▸ QUOTED TEXT:
Saturday, April 15, 2006

IL: Primary Election a Mess; Tallies NOT Correct!

Losing candidates, GOP say tallies still aren't accurate

By Josh Noel, Tribune staff reporter;
Published by April 14, 2006

Claiming that scores of votes from last month's Cook County primary still haven't been accurately counted, a group of Republicans and losing candidates called for several unprecedented fixes Thursday, ranging from an audit of ballots to an entirely new election.

During a news conference in the lobby of Cook County Clerk David Orr's office, the group said it was motivated not by sour grapes, but by the bumbling of election officials.

"This is not Hurricane Katrina. This is not a disaster created by God," said Gary Skoien, chairman of the Cook County Republican Party. "This is a disaster created by our leaders."

At an impromptu news conference to respond, city and county election officials acknowledged many shortcomings on Election Day, but they said the votes, which were certified earlier this week, have been counted correctly. A standard recount of 5 percent of the ballots, done last week, was "right on the money," said Langdon Neal, chairman of the Chicago Board of Election Commissioners.

▸ WHAT YOU ARE ASKED TO DO: Extend the article on the disputed Cook County primary count, picking up after its final sentence. The data after this has nothing to do with what comes next.

▸ ITEMS:
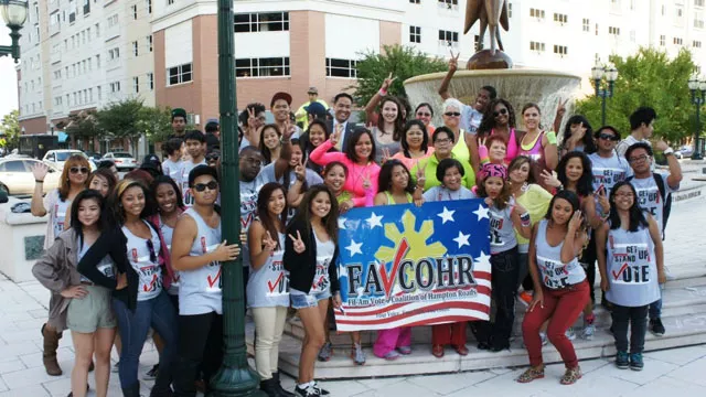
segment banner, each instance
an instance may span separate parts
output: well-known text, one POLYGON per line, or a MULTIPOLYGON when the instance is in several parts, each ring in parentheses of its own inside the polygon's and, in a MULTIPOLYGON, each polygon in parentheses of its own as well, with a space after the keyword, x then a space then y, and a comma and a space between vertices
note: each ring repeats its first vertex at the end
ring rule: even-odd
POLYGON ((483 200, 353 208, 339 227, 339 331, 488 320, 483 200))

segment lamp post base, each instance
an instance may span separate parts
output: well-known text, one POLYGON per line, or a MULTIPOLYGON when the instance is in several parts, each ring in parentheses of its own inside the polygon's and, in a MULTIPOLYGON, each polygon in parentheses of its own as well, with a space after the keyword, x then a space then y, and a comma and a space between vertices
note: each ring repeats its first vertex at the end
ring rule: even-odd
POLYGON ((243 367, 223 364, 211 379, 208 397, 267 397, 259 389, 259 377, 245 363, 243 367))

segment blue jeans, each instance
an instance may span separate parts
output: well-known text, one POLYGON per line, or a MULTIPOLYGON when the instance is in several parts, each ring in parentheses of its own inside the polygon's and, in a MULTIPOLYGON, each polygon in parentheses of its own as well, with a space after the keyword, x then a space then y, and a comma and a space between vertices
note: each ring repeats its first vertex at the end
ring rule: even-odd
POLYGON ((172 363, 176 355, 176 311, 165 291, 157 298, 138 301, 135 311, 118 299, 113 299, 113 309, 118 319, 118 332, 122 340, 120 352, 120 386, 132 387, 138 383, 137 369, 142 346, 150 326, 164 341, 159 356, 159 373, 153 393, 167 393, 172 382, 172 363))

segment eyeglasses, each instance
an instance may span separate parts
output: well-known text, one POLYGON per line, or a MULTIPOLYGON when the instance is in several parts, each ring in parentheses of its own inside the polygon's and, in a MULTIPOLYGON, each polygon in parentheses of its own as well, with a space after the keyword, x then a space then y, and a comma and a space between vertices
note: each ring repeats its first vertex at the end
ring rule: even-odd
POLYGON ((620 137, 616 137, 612 133, 600 133, 598 135, 599 139, 605 139, 605 140, 612 140, 612 141, 619 141, 620 137))
POLYGON ((648 160, 650 157, 648 154, 642 154, 642 155, 638 155, 637 158, 630 158, 628 159, 628 162, 631 163, 635 163, 635 162, 642 162, 648 160))
POLYGON ((502 109, 500 109, 498 111, 493 111, 493 117, 498 117, 500 115, 503 115, 503 116, 507 115, 507 109, 502 108, 502 109))
POLYGON ((81 173, 88 173, 88 169, 85 168, 85 167, 72 167, 68 171, 71 173, 73 173, 73 174, 77 174, 79 172, 81 173))
POLYGON ((208 187, 208 190, 211 190, 211 191, 214 191, 214 190, 218 189, 218 182, 211 181, 208 183, 196 183, 194 185, 194 190, 196 190, 196 192, 199 192, 199 193, 205 191, 206 187, 208 187))
POLYGON ((150 250, 150 261, 152 264, 157 264, 157 254, 154 253, 154 245, 152 244, 152 239, 147 239, 147 249, 150 250))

▸ RESPONSE TO THE EXERCISE:
"Unequivocally, no--there will not be a new election," he said.

In addition to Skoien, a group including Democrats Frank Avila, who lost a race for the Water Reclamation board, and Darryl Smith, who fell short in the primary for the Illinois House's 6th District, echoed criticisms that have been voiced during the last month, including poor training of election judges and faulty voting equipment.

Avila, a lawyer, said he has lined up close to 30 plaintiffs, mostly Democratic primary losers, for a possible federal lawsuit to seek recounts in every race.

Fueled by concerns about "poor management and organizational incompetence," Maureen Murphy, vice chair of the county GOP and a member of the county Board of Review, said she has met with about 200 suburban election judges who detailed a litany of problems from the March 21 primary.

Among the issues, she said, were a touch-screen voting machine that "blew up like an M80" and had to be unplugged; machines showing votes that hadn't been cast; and machines not working at all. In one meeting she asked about 125 judges how many of them were confident that every vote at their polling place had been counted, and no hands went up, she said.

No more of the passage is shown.